Reproduce all of the listing below without alteration.
-- start --
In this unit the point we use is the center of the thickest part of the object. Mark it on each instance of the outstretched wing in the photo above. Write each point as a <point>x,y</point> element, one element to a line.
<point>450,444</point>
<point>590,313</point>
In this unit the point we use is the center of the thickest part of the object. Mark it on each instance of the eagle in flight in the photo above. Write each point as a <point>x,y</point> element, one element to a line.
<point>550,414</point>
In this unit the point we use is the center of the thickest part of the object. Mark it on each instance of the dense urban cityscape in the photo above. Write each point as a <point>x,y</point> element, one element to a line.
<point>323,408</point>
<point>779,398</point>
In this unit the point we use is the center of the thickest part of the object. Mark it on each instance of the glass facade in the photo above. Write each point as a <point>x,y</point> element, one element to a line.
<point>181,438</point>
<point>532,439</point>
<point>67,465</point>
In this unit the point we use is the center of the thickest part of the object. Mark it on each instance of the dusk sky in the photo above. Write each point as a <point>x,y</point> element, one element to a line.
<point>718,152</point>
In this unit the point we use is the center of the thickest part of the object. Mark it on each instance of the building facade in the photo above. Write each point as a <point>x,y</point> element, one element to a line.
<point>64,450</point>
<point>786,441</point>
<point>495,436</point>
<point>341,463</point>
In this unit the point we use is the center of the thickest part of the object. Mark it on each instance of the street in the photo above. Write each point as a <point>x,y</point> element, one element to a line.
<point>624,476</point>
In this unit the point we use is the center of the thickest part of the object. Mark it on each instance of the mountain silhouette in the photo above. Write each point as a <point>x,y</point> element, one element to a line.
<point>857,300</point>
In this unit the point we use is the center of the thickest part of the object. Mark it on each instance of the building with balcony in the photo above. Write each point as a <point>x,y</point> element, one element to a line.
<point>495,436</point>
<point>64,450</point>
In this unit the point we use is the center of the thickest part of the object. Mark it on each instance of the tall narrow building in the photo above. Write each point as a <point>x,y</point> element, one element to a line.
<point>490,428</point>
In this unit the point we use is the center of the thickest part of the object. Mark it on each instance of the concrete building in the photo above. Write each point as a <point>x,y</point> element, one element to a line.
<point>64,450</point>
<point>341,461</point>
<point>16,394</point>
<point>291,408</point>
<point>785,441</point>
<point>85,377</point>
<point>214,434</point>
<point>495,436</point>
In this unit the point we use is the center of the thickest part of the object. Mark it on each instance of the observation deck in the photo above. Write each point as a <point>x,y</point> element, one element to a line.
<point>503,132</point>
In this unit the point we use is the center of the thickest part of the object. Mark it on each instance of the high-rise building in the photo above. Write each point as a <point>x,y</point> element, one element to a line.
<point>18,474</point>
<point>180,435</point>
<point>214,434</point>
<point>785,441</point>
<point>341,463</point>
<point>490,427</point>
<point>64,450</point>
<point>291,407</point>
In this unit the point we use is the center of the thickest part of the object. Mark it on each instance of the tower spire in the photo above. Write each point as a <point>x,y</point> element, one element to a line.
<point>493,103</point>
-- end --
- **Reply to the exercise**
In this unit the point we use is the center of the thickest part of the object. Mark it on each instance of the outstretched wing in the photo above. Write each point as a <point>x,y</point> element, one element to a line.
<point>450,444</point>
<point>590,313</point>
In this unit the point we use is the center of the thickest part of the object. Mark it on each instance of the eagle in flight in the photo above. Write each point as a <point>x,y</point> element, one element to a line.
<point>550,414</point>
In this unit the point we use is the center of the thickest part of the object. Mark it on each instance of the dense urban cityscape in the photo above. Write each point as a <point>x,y</point> element, one element to a line.
<point>323,408</point>
<point>779,398</point>
In this unit the point we use is the center of the thickest part of the object. Mark it on each instance of the glass facade in the photo above. Write each point as a <point>x,y</point> element, one element to a line.
<point>181,438</point>
<point>532,439</point>
<point>67,465</point>
In this unit the point we use is the center of the thickest part of the object. Mark it on each instance of the dusk sky in the photo above. Write each point as a <point>x,y</point> element, one element to a line.
<point>718,152</point>
In this unit the point we use is the center of the thickest part of the object. Mark it on each instance of the building facade in the photo above. Write each point as a <point>x,y</point> element, one element to a line.
<point>64,450</point>
<point>786,441</point>
<point>495,436</point>
<point>341,463</point>
In this unit the point we use is the center of the thickest part of the object. Mark it on each instance of the street in the photo above. Write each point as a <point>x,y</point> element, one element to a line.
<point>624,476</point>
In this unit the point we use is the center of the thickest part of the object. Mark it on each instance of the mountain silhouette in the photo above. Write each point as a <point>x,y</point> element, one element to a line.
<point>857,300</point>
In this unit the point we use is the center of the thickest part of the object. Mark it on each instance of the building with balcony in the photo above. Write each point as a <point>x,y</point> element, one element to a line.
<point>495,436</point>
<point>64,450</point>
In this unit the point we use is the center of the thickest part of the object. Mark it on each instance of the tall narrow building in the photo above. Write each point as a <point>x,y</point> element, one element to a line.
<point>490,428</point>
In this unit the point we use is the center of the thickest part of the object. Mark it on each instance of the concrete building in the photo above. Write each point as a <point>x,y</point> element, one element to a line.
<point>64,450</point>
<point>341,461</point>
<point>16,394</point>
<point>291,408</point>
<point>785,441</point>
<point>85,377</point>
<point>214,434</point>
<point>495,436</point>
In this unit the point we use is the center of the thickest part of the object. Mark it on each instance of the observation deck in the photo above. Write each point as a <point>x,y</point> element, one element to a line.
<point>503,132</point>
In this unit the point we use is the center of the thickest part of the object. Mark it on each instance of the high-rise building in the photo above. Write each point as a <point>x,y</point> element, one element to a line.
<point>18,474</point>
<point>180,435</point>
<point>214,434</point>
<point>785,441</point>
<point>341,463</point>
<point>490,427</point>
<point>64,450</point>
<point>291,407</point>
In this unit the point we use is the center of the thickest part of the object. Mark it on each instance of the tower spire in the photo above. Write each point as a <point>x,y</point> element, one element to a line.
<point>493,103</point>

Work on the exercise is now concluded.